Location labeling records
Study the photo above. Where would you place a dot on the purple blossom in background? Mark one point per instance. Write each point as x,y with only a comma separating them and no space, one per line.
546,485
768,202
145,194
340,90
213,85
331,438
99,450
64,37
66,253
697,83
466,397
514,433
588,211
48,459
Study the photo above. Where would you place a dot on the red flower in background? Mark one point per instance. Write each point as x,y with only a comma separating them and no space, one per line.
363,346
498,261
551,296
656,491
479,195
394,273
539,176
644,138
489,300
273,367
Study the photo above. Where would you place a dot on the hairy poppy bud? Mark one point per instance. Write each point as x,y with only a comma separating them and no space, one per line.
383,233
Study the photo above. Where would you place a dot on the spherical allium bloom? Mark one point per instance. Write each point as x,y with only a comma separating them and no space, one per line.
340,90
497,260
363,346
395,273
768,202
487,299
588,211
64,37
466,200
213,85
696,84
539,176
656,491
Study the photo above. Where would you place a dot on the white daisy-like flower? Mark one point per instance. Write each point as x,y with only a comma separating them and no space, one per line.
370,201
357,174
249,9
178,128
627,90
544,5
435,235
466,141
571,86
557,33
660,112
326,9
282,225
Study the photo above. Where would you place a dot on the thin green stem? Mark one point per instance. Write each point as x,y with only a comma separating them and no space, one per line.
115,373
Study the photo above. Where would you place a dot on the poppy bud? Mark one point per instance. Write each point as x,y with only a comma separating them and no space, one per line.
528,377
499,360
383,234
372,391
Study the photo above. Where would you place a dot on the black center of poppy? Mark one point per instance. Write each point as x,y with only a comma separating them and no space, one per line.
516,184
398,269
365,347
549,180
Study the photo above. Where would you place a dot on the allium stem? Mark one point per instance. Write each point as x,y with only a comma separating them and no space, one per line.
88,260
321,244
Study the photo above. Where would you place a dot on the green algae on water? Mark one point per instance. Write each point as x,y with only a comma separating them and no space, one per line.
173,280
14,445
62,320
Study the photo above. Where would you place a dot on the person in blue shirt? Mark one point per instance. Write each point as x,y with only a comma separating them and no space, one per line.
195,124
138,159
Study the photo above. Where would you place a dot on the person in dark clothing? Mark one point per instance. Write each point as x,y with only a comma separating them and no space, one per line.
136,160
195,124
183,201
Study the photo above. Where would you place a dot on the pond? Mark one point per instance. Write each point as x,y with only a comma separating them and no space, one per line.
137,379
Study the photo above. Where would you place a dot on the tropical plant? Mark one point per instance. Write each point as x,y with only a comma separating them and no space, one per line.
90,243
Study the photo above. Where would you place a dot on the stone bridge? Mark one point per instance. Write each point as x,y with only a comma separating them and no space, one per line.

--

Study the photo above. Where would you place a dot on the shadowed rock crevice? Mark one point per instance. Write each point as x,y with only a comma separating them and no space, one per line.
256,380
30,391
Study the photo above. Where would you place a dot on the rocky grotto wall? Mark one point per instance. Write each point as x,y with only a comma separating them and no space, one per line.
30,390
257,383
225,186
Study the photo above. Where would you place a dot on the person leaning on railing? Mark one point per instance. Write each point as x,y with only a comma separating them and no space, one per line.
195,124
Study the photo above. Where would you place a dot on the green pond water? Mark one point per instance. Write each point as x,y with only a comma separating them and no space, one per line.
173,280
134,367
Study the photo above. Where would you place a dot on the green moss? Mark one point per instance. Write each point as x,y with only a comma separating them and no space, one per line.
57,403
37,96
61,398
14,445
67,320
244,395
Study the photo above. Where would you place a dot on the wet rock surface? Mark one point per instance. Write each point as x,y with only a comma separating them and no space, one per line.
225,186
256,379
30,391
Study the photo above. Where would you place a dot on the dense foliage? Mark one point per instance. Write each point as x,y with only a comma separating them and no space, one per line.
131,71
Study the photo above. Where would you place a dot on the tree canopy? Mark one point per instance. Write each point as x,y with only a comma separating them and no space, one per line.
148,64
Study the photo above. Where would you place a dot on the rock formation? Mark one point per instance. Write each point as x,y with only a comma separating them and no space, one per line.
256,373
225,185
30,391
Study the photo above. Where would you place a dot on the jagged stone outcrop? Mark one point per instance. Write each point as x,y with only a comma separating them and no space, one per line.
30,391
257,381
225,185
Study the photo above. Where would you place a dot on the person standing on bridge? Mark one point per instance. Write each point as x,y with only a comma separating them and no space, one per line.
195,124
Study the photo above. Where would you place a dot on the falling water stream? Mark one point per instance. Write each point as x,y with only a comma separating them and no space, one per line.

Problem to solve
Count the lines in the records above that contain the string "allium", treating case as significant, and give only the number.

Answer for the task
2